**SOURCE:**
•••••
“Entirely consistent with international law,” says the IDF PR flack, of Israel’s use of white phosphorus in Gaza’s streets. Does international law countenance the use of such a weapon in an urban war zone densely populated by civilians? Of course not.
Here’s how the Times reports the story:
Palestinians interviewed in Gaza on Monday cited…Israel[i] soldiers…firing rounds of a noxious substance that burns skin and makes it hard to breathe.
A resident of southwest Gaza City on Monday showed a reporter a piece of metal casing with the identifying number M825A1, which Marc Garlasco, a military analyst with Human Rights Watch, identified as white phosphorus, typically used for signaling, smoke screens and destroying enemy equipment.
In recent years, experts and rights advocates have argued over whether its use to intentionally harm human beings violates international conventions.
This is not correct. International conventions allow the use of phosphorus on an open battlefield in which it is used as a smokescreen. However, when it used in a way that injures non-combatants it is a clear violation of international law. It may not be used in confined settings in which civilians are present.
Major Dallal would not say whether Israel was using white phosphorus, but said: “The munitions we use are consistent with international law.”
•••••
**STORED ROWS:**
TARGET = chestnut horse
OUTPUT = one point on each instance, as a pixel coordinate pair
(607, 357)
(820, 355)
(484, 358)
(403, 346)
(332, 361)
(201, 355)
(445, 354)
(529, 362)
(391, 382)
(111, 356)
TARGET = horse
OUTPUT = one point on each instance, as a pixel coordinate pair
•••••
**STATED GOAL:**
Decide whether each statement agrees with the post on white phosphorus in Gaza. Answer yes or no, and quote the words from the post that settle it. (a) The metal casing shown to a reporter bore the identifying number M825A1. (b) Major Dallal confirmed that Israel was using white phosphorus. (c) The post states that international conventions permit phosphorus as a smokescreen on an open battlefield.

**IN RESPONSE:**
(a) Yes: "a piece of metal casing with the identifying number M825A1"
(b) No: "Major Dallal would not say whether Israel was using white phosphorus"
(c) Yes: "International conventions allow the use of phosphorus on an open battlefield in which it is used as a smokescreen."